Passage for review:
- - - - - - -

Artificial grass every time


----------



## raynipper (Aug 4, 2008)

Love it Sandra. How much to do 2000 sq.m..??

Ray.


----------



## aldra (Jul 2, 2009)

You haven’t seen his yeti feet 

No mud even in the rain 

And although we have Ivy’s and conifers , they need a couple of trims a year 

And we are training our grandson >

We don’t need to mow the lawn 

We travel for a couple of months

The lawn remains the same

Winter and summer 

Sandra


----------



## aldra (Jul 2, 2009)

Ray you need to cultivate a meadow 

Sandra


----------



## raynipper (Aug 4, 2008)

If I just left it alone it would end up a meadow Sandra.

Ray.


----------



## Pudsey_Bear (Sep 25, 2008)

One man went to mow.............


----------



## aldra (Jul 2, 2009)

raynipper said:


> If I just left it alone it would end up a meadow Sandra.
> 
> Ray.


So just mow part of it

Sandra


----------



## JanHank (Mar 29, 2015)

raynipper said:


> Love it Sandra. How much to do 2000 sq.m..??
> 
> Ray.


I was just about to ask the same question Ray. We saw a football pitch covered, it cost €400,000:surprise: ours is bigger than a football pitch, shame >


----------



## aldra (Jul 2, 2009)

Well some of us are not lucky enough to own that amount of land

If I did I’d cultivate a wild life meadow 

On the fringes of my cut grass 

My lawn was wet in areas, dry in others 

So parched and soggy 

Died where shadow peed 

Now it’s dry, green, pressure hosed or even just left with a sprinkler on to dilute any urine 

The yeti feet are often wet

But never muddy

My wooden floors are grateful 

Sandra


----------



## aldra (Jul 2, 2009)

The gardens are magnificent
Back and front 

A riot of colour 

Young Albert has clipped the hedges

Not quite as straight as his grandad, but he’s getting there 

They are chopping logs now for the wood store 

And young Albert is now competent with the chain saw

Of course Albert never leaves his side when he uses it 

And he is paid by the hour 

And that’s important to him , and of course we could just give him the money , but won’t 

He doesn’t really appreciate the skills he is learning along side his grand dad 

His dad as he calls him , he never knew his dad 

But he’s learning skills

And if you want money 

You earn it 

That’s life 

Sandra


----------



## HermanHymer (Dec 5, 2008)

aldra said:


> T
> 
> But he's learning skills
> 
> ...


Never a truer word spoken! (written!) He'll remember all this when you're long gone! I thought my kids would never learn how to take a cup to the kitchen. Now I''m proud and in awe of the distance my boys have come since then and their achievements and talents. I have a little chuckle when they sound like the echo of their Mum!:wink2:.


----------



## aldra (Jul 2, 2009)

It seems he’s clicked

But I’m not holding my breath 

Working with integrity , 4/5 hours a day 

Could be he just has a particular designer garment in mind

Who knows ?

- - - - - - -

Entries provided:

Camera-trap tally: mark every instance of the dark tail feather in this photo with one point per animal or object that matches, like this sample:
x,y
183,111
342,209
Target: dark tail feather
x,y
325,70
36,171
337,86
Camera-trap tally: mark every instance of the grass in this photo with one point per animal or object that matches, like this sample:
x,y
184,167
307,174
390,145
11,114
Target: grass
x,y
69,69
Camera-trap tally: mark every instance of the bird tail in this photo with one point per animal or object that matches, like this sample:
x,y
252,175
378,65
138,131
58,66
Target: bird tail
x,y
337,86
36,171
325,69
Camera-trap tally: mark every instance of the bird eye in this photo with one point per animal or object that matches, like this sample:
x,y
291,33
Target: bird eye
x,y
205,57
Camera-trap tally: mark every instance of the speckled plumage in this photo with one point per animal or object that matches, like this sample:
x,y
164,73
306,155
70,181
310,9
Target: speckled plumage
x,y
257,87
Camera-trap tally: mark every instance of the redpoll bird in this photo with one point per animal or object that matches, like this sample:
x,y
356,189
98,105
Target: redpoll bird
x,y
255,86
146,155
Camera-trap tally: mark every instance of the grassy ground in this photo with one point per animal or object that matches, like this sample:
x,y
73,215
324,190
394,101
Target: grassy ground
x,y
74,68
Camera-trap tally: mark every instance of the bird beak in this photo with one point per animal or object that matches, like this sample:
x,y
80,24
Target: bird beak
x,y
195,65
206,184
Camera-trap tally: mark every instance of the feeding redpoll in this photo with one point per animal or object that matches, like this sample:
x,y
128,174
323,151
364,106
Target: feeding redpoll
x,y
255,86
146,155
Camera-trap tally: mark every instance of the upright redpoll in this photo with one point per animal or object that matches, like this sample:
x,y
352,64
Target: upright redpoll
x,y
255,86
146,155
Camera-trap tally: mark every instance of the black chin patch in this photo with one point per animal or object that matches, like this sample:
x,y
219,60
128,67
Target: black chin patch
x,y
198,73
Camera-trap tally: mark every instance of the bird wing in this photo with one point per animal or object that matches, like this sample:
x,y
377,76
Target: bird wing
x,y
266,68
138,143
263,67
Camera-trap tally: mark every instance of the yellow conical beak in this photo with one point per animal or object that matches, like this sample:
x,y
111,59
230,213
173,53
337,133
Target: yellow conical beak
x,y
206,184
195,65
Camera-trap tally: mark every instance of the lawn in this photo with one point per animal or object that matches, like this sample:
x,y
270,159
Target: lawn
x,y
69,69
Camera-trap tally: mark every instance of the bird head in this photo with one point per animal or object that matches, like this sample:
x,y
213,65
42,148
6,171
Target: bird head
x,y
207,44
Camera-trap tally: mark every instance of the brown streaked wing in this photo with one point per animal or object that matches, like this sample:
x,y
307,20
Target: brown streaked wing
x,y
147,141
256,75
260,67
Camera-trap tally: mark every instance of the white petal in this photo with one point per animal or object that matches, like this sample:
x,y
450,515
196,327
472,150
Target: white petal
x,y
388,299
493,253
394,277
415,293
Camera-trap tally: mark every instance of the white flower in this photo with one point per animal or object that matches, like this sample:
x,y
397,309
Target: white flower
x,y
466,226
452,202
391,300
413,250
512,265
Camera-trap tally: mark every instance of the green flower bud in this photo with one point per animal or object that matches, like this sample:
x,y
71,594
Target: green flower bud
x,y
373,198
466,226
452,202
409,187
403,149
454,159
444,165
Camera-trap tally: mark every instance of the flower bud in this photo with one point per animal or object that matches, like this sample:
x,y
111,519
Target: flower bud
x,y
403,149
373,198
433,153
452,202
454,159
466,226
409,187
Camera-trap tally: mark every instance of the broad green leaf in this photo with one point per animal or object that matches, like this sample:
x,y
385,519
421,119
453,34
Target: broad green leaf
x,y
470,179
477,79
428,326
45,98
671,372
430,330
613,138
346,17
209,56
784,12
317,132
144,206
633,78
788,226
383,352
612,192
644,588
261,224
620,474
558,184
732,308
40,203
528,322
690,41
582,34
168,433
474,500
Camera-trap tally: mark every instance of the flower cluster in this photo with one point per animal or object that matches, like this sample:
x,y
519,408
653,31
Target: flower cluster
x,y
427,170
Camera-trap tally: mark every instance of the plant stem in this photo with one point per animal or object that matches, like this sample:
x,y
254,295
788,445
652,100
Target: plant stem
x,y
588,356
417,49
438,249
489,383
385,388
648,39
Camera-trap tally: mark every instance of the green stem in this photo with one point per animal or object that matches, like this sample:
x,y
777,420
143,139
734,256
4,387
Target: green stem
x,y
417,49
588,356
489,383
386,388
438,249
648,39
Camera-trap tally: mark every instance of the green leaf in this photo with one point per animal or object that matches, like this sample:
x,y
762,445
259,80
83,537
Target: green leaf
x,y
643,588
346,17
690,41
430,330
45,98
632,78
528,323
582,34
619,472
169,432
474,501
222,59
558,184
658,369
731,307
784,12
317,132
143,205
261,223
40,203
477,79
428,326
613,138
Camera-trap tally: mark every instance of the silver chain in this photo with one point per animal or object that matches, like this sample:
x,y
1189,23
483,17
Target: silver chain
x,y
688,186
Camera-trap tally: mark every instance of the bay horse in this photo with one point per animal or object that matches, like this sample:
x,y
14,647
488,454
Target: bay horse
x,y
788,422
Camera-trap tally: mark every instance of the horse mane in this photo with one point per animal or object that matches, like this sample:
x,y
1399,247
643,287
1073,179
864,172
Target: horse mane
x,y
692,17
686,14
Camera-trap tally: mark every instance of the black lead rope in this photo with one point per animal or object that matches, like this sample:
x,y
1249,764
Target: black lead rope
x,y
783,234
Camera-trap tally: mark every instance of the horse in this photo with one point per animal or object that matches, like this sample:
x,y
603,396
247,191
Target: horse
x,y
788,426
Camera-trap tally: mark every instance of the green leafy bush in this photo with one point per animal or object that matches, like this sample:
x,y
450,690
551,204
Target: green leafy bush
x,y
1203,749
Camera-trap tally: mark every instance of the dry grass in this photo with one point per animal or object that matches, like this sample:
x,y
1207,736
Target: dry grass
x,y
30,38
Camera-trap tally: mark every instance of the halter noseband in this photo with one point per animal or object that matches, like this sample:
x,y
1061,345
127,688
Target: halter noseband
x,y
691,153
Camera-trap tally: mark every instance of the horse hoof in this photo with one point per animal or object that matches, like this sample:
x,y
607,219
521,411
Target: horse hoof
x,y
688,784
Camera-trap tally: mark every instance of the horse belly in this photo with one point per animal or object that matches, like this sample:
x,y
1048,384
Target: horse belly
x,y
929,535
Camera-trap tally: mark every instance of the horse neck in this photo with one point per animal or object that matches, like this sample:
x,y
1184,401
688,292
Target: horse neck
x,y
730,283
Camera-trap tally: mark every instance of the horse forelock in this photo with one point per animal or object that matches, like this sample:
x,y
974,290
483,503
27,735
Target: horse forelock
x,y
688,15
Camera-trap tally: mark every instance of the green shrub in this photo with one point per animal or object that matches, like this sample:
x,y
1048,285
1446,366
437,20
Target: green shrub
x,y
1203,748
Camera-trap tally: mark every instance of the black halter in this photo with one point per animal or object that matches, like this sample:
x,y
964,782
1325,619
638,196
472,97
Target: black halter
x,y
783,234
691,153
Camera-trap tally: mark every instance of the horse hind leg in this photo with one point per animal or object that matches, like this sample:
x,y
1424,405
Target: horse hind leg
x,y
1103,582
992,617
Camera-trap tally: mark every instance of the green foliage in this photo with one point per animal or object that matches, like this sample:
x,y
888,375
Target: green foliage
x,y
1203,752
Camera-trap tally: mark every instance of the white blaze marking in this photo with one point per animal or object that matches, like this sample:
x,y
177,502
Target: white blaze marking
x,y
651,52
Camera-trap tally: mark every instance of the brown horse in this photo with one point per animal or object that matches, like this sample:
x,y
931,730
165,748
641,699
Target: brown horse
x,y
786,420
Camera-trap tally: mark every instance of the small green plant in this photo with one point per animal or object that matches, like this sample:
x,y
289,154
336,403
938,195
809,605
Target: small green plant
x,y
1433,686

- - - - - - -

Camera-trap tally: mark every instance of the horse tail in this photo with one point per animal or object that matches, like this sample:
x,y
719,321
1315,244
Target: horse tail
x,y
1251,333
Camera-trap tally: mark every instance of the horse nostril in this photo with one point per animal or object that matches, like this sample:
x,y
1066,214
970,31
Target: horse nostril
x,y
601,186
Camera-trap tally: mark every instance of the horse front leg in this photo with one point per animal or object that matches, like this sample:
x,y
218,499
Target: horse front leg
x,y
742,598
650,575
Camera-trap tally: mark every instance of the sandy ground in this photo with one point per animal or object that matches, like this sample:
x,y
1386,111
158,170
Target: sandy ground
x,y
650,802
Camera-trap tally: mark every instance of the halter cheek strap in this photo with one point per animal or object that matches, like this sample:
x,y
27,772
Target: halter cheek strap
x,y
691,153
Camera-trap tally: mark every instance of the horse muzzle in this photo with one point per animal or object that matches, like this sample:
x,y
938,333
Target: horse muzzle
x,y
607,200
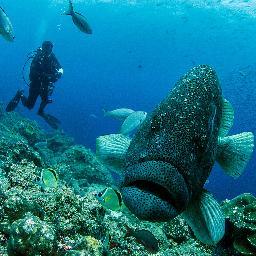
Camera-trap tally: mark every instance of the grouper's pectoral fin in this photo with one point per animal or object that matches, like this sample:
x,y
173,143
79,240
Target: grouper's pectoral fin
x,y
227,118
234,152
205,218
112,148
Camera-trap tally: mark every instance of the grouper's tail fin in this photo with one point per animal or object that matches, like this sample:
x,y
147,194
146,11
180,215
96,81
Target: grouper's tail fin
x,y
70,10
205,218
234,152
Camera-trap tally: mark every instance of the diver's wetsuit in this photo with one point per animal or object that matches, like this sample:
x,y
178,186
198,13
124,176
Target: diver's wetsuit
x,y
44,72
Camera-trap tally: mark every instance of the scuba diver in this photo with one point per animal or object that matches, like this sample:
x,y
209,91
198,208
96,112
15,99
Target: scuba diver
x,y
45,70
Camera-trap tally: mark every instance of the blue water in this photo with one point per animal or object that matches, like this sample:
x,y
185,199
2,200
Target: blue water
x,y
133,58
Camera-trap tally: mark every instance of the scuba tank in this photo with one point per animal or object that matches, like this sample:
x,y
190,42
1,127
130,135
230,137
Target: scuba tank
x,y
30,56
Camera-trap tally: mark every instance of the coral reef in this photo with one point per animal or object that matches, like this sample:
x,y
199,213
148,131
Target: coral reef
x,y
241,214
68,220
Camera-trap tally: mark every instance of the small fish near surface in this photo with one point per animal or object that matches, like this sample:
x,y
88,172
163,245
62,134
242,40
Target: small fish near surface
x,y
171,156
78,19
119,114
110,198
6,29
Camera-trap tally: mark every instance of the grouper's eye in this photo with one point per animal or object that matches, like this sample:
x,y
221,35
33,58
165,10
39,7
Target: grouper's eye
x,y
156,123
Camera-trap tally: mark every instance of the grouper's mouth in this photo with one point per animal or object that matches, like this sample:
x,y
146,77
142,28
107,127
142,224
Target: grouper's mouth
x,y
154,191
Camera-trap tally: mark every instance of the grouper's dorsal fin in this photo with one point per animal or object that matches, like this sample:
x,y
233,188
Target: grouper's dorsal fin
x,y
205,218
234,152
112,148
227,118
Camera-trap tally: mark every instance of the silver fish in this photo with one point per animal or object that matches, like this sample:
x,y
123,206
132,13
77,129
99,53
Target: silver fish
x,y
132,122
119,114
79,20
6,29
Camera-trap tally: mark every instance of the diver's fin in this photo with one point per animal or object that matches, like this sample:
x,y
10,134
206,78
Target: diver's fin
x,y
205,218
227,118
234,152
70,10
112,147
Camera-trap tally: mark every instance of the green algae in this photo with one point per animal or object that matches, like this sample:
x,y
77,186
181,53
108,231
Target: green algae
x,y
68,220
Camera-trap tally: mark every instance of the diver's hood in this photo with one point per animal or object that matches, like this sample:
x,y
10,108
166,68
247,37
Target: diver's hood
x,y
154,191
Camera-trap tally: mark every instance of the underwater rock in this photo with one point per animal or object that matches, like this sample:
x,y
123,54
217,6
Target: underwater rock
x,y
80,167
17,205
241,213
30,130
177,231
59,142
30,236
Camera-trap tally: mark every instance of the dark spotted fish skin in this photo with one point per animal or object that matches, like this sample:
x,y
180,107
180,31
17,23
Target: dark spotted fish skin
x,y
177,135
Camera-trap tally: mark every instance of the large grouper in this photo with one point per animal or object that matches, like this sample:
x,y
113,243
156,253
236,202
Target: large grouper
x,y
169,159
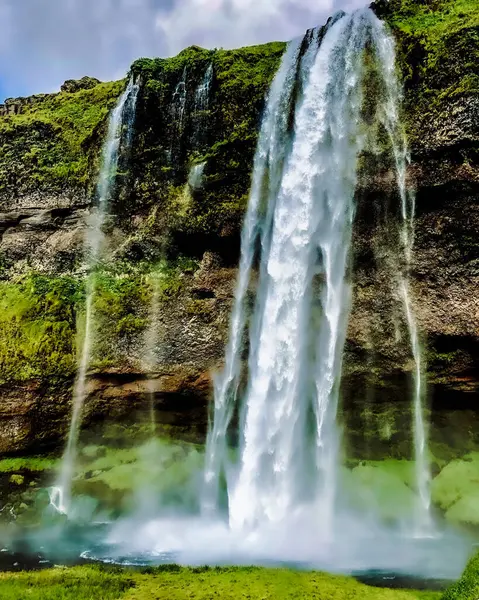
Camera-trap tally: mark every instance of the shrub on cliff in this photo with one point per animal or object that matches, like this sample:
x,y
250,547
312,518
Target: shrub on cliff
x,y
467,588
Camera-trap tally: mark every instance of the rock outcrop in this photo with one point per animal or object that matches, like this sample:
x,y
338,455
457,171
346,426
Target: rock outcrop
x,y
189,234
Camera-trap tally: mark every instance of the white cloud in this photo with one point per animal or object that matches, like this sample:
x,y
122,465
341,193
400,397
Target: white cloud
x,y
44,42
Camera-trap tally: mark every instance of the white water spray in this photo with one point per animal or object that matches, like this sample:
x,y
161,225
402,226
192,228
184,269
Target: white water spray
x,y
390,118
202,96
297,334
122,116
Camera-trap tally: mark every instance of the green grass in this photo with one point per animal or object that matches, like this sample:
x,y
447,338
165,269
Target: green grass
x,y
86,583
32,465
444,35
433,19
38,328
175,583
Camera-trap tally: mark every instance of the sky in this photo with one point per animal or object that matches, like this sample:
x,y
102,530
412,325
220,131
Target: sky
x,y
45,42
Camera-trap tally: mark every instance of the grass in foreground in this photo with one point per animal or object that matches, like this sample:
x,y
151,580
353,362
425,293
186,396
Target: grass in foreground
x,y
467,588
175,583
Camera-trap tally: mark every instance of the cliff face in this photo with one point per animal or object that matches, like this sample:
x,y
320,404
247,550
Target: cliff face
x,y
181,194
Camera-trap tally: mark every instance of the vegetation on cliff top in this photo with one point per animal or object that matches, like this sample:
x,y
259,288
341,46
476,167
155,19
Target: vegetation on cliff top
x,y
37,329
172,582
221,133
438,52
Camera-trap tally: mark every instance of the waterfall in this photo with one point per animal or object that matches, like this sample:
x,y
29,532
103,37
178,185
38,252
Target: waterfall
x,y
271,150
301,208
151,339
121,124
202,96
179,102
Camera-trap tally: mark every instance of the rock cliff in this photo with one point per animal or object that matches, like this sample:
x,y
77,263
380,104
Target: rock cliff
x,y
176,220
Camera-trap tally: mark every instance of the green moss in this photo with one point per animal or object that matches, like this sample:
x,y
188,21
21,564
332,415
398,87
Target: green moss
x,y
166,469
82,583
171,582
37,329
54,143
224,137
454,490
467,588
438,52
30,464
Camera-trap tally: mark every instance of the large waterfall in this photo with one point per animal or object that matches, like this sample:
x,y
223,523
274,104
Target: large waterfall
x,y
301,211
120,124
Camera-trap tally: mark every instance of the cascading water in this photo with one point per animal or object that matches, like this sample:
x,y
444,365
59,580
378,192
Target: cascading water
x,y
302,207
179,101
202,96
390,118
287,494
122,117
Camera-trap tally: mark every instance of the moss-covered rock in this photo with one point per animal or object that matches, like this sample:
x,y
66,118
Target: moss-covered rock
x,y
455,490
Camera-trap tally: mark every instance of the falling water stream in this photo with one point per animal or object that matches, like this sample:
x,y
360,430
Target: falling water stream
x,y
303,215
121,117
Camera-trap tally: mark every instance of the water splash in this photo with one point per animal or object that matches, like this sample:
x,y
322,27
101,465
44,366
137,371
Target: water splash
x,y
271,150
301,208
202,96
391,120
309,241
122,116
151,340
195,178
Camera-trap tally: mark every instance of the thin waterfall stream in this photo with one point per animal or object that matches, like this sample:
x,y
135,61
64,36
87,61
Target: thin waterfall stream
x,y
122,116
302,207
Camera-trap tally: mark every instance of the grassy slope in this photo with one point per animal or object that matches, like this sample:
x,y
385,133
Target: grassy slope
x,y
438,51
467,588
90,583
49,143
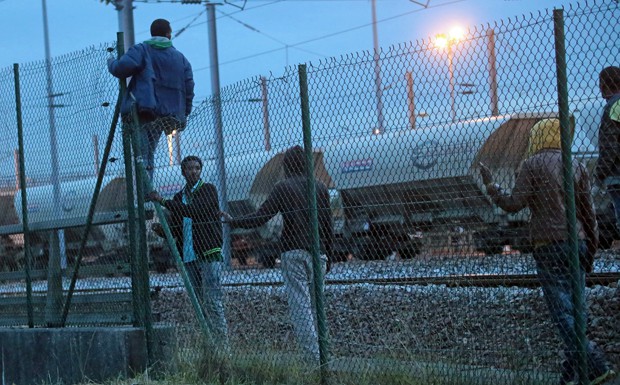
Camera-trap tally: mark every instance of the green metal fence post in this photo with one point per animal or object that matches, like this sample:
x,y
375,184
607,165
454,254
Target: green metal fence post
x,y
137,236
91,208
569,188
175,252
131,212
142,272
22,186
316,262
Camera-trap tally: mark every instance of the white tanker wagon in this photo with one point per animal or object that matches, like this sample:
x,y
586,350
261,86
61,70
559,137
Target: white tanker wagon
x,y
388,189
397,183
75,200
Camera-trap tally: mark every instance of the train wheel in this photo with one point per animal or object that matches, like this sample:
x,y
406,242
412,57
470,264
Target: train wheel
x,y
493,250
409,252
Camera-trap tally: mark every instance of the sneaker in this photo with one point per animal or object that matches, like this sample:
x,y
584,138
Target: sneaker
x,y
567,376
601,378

- - - - - - -

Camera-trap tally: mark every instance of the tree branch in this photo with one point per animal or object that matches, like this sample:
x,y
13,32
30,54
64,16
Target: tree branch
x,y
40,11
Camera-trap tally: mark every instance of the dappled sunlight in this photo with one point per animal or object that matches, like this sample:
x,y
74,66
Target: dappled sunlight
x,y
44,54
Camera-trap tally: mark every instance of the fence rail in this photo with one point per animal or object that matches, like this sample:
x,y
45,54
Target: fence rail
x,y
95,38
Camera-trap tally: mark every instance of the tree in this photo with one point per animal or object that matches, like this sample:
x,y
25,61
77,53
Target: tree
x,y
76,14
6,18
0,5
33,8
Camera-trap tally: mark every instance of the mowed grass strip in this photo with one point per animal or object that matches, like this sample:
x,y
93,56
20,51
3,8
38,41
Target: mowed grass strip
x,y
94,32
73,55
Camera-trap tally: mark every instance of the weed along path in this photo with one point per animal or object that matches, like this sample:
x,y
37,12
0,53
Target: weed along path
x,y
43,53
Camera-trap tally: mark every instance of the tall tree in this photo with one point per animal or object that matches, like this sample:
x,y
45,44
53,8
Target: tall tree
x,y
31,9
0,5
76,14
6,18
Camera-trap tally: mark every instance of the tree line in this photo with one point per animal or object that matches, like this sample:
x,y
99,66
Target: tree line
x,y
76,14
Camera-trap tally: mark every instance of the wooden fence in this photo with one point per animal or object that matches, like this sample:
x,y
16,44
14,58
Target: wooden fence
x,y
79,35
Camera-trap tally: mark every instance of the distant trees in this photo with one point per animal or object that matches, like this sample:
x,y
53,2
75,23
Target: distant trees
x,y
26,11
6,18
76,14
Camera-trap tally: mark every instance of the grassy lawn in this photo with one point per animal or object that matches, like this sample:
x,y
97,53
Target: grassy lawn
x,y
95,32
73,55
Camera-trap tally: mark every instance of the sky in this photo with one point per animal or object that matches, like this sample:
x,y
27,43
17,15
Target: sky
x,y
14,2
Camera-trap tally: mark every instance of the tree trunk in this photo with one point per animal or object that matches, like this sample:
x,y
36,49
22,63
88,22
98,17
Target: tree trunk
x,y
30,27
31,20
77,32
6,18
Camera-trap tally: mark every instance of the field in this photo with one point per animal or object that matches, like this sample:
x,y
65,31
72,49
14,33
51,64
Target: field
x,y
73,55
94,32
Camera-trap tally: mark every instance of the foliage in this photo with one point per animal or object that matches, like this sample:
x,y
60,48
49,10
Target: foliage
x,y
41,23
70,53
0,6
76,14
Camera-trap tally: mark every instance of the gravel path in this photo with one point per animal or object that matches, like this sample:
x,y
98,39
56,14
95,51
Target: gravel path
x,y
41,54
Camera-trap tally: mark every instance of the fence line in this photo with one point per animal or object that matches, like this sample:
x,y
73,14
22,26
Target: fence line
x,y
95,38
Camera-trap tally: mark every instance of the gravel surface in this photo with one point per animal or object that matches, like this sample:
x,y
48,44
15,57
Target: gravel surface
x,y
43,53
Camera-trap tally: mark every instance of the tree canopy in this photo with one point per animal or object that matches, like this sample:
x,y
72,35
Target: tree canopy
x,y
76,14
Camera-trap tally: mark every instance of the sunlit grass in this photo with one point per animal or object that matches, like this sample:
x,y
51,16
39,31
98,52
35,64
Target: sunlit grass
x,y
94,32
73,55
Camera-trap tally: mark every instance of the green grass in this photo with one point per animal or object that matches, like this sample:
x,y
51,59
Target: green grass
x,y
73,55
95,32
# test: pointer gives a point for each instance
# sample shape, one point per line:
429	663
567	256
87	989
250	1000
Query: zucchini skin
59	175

- - - - - - -

Questions:
1: Summarize the artificial grass thread in two sentences.
2: Based on the artificial grass thread, decide whether each statement agrees with it, answering yes or no and quoting the words that decide it: (a) a football pitch that was covered cost €400,000; (b) Sandra's lawn leaves the yeti feet muddy; (c) young Albert is paid by the hour.
3: Extend the artificial grass thread from its last line.

Outputs for the tasks:
1: Sandra says the artificial lawn needs no mowing, stays the same winter and summer, and keeps the yeti feet wet but never muddy, and when Ray asks what 2000 sq.m. would cost, JanHank mentions a covered football pitch that cost €400,000. Sandra also reports that young Albert has clipped the hedges, is competent with the chain saw and is paid by the hour, and HermanHymer replies that he'll remember all this when they're long gone.

2:
(a) Yes: "We saw a football pitch covered, it cost €400,000"
(b) No: "But never muddy"
(c) Yes: "And he is paid by the hour"

3:
But he’s working to own it

And that’s good enough for me 

Sandra


----------



## aldra (Jul 2, 2009)

Well we have rats

Cavorting in the front garden

And have caught one in the humane trap

Alberts taken it to the river 

But it was a young one

And I’m worried about it 

Will it be Ok, seperated from its family ?

So ok ,I’m weird 

But we have a wild life garden 

So when does wild lifecease to be wildlife ?

Sandra


----------



## Pudsey_Bear (Sep 25, 2008)

It's a rat, move on nothing to see here.


----------



## aldra (Jul 2, 2009)

They are really very interesting creatures Kev 

My daughter had a couple of pet ones 

Very clean sleek and shiny looking, and I believe very intelligent 

I feed the birds and therefore by default the rats :frown2:

The dogs wander the garden so I guess that keeps them in their own area 

We have a lot of butterflies this year, do others ?

The two Alberts have finally finished , chain saw and chopping wood and built another wood store 

Every time Albert goes out with shadow he finds a tree cut down

So I guess there will be more 

So we are set for winter ( or summer when this heat wave stops)

Sandra


----------



## Pudsey_Bear (Sep 25, 2008)

Yes as pets fine if you must, but they are vermin otherwise, and should be put down, difficult if you catch one, but they spread all kinds of diseases, breed like crazy so I wouldn't give it a second thought except as to method as I wouldn't want to be cruel.


----------



## aldra (Jul 2, 2009)

The climbing fushia is full of flowers

The Passion flower at the back of it

Is healthy, strong and full of leaf but not a single flower this year 

A couple of hanging fushias for comparison 

Everything has done so well this year in spite of the cold start 

The garden is an absolute riot of colour , geraniums , begonias ect 

The apples have all fallen of Alberts young apple trees :crying:


----------



## raynipper (Aug 4, 2008)

A friend (widow) has a large bee hive/nest between her windows and shutters. I have been getting another 'B' friend to take them away...…… Ray.


----------



## jiwawa (Jun 22, 2007)

Crikey! Had the house been shut up Ray?

Is that honey on the glass?


----------



## Pudsey_Bear (Sep 25, 2008)

I bet they're fascinating to watch Ray


----------



## raynipper (Aug 4, 2008)

Yes Jean. The house is up for sale for about a year and the owner just comes back now and again. This was a surprise for her.
With all the honey basically gluing the window and shutters together the 'bee' man has had to break a pane of glass and take it out bit by bit.

I had to leave him too it and will pop back today.
They are amazing workers Kev but a rouge wasp had got in and was killing the odd bee.

Ray.


----------



## Pudsey_Bear (Sep 25, 2008)

Shame, might have had some free honey too, I hope he moved the bees somewhere nice for them, we need bees to stay alive.


----------



## raynipper (Aug 4, 2008)

Yes Kev. He is paranoid about saving the bees. Was going to put a hive on our land but said as our farmer still sprays at times he won't risk it.

Ray.


----------



## Pudsey_Bear (Sep 25, 2008)

We make sure we have plenty of Bee and butterfly enticing plants in the garden, been very buzzy this year, never seen so many different bees.


----------



## aldra (Jul 2, 2009)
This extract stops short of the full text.